• [任务说明] 请接着下面这段 Qwen3-VL 训练启动脚本的最后一行往下续写。

#!/bin/bash

# 根据实际情况修改 ascend-toolkit 路径
source /usr/local/Ascend/cann/set_env.sh
# Runtime environment variables, for details please refer to the readme.
export CUDA_DEVICE_MAX_CONNECTIONS=2 # 开启FSDP2时,不能置为1
export ASCEND_SLOG_PRINT_TO_STDOUT=0
export ASCEND_GLOBAL_LOG_LEVEL=3
export TASK_QUEUE_ENABLE=2
export COMBINED_ENABLE=1
export CPU_AFFINITY_CONF=1
export HCCL_CONNECT_TIMEOUT=1200
export NPU_ASD_ENABLE=0
export ASCEND_LAUNCH_BLOCKING=0
export ACLNN_CACHE_LIMIT=100000
export TOKENIZERS_PARALLELISM=false
export PYTORCH_NPU_ALLOC_CONF=expandable_segments:True
export MULTI_STREAM_MEMORY_REUSE=1

# Launch training
NPUS_PER_NODE=16
MASTER_ADDR=localhost
MASTER_PORT=6000
NNODES=1
NODE_RANK=0
WORLD_SIZE=$(($NPUS_PER_NODE*$NNODES))

DISTRIBUTED_ARGS="
    --nproc_per_node $NPUS_PER_NODE \
    --nnodes $NNODES \
    --node_rank $NODE_RANK \
    --master_addr $MASTER_ADDR \
    --master_port $MASTER_PORT
"

logfile=$(date +%Y%m%d)_$(date +%H%M%S)
config_path=examples/qwen3vl/qwen3vl_full_sft_32B.yaml
mkdir -p logs
torchrun $DISTRIBUTED_ARGS pretrain_transformers.py ${config_path} \
    --distributed-backend nccl \
    2>&1 | tee logs/train_${logfile}.log

# Print performance evaluation metrics: STEP_TIME,SAMPLES_PER_SECOND, TOKENS_PER_SECOND
chmod 440 logs/train_${logfile}.log
SAVE_PATH=$(grep "saving checkpoint at iteration" logs/train_${logfile}.log | tail -n 1 | awk '{for(i=1;i<=NF;i++){if($i=="to"){print $(i+1);break}}}')
[ -d "$SAVE_PATH" ] && (find "$SAVE_PATH" -type d -exec chmod 750 {} \; && find "$SAVE_PATH" -type f -exec chmod 640 {} \; && echo "Success: Modified permissions for $SAVE_PATH") || echo "Warning: Invalid save path: $SAVE_PATH"

• [已知数据]
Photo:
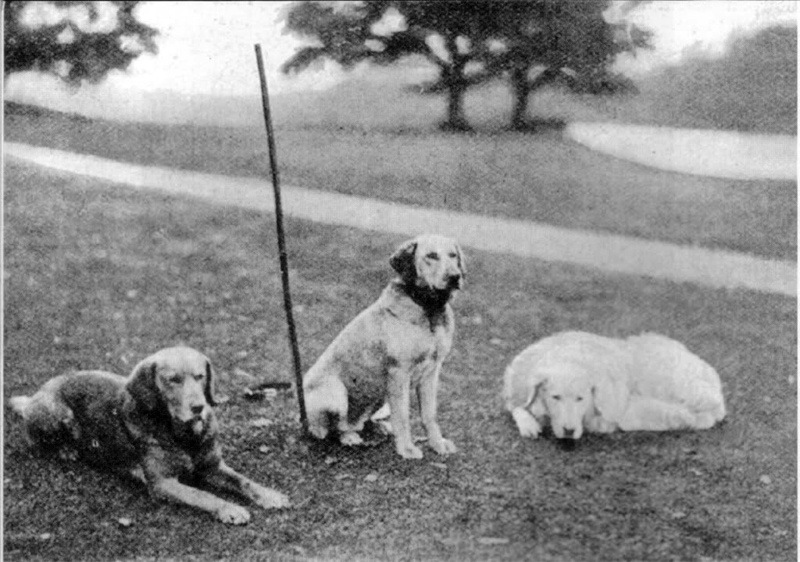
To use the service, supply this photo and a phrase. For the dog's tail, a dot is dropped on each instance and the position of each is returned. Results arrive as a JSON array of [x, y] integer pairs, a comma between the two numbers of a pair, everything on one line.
[[20, 404]]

• [任务结果]
STEP_TIME=`grep "elapsed time per iteration" logs/train_${logfile}.log | awk -F ':' '{print$5}' | awk -F '|' '{print$1}' | head -n 150 | tail -n 100 | awk '{sum+=$1} END {if (NR != 0) printf("%.1f",sum/NR)}'`
GBS=`grep "consumed samples:" logs/train_${logfile}.log | tail -n 1 | awk -F '|' '{split($1, a, "iteration"); split(a[2], b, "/"); iter=b[1]+0; split($2, c, ":"); samp=c[2]+0; if(iter!=0) printf("%.2f", samp/iter); else print "N/A"}'`
SAMPLES_PER_SECOND=`awk 'BEGIN{printf "%.3f\n", '${GBS}'*1000/'${STEP_TIME}'}'`
echo "Elapsed Time Per iteration: $STEP_TIME"
echo "Average Samples per Second: $SAMPLES_PER_SECOND"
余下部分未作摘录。